■ Job ■
Rewrite the items below, swapping "flowering treetop" for "blooming canopy" and keeping everything else the same. Leave the pictures out of your answer.

■ Task material ■
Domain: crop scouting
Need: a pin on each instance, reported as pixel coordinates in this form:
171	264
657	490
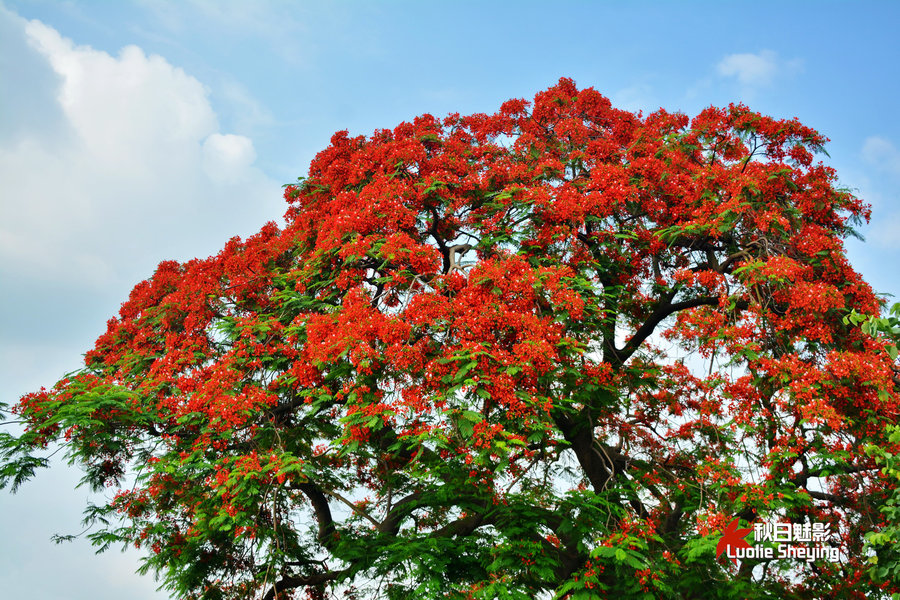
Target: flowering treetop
551	351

■ Reply ■
Domain: crop scouting
Need: a pin on each instance, reported as pixel coordinates in this form:
171	264
657	490
Target: blooming canopy
551	351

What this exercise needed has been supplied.